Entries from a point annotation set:
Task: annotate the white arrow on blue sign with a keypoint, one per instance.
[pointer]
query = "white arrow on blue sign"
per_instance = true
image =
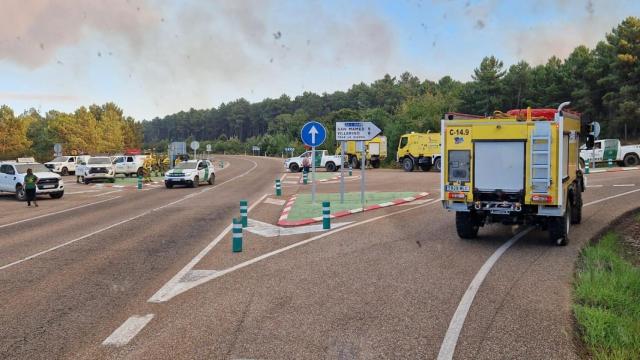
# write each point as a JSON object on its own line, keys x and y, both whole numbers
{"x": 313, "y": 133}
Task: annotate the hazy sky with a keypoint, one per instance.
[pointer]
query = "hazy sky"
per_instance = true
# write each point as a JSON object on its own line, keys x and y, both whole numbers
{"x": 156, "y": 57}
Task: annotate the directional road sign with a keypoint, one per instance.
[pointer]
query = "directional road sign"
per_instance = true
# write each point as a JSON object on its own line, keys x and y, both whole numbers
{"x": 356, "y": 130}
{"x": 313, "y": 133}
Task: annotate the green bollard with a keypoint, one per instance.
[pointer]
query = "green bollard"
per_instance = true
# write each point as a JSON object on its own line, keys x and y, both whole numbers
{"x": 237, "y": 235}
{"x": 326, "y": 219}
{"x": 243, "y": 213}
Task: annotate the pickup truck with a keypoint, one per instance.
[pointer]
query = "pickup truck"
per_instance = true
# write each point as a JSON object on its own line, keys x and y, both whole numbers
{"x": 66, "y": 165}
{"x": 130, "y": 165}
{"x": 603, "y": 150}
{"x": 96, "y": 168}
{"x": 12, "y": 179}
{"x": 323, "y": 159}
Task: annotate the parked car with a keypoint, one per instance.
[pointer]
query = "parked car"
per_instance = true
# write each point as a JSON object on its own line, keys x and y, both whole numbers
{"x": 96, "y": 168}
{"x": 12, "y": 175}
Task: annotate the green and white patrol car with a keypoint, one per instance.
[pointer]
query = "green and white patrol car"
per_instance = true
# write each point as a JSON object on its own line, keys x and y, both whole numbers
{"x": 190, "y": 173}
...
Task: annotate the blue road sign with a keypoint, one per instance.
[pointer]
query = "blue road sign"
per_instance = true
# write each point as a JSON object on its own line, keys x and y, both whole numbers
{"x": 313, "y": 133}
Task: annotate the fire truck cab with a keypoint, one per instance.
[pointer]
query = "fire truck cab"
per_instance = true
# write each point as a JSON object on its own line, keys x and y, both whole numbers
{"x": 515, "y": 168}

- _Task to carry out_:
State how many lines of the records contain the word "annotate", and reply with the number alone.

- _Answer to this task_:
9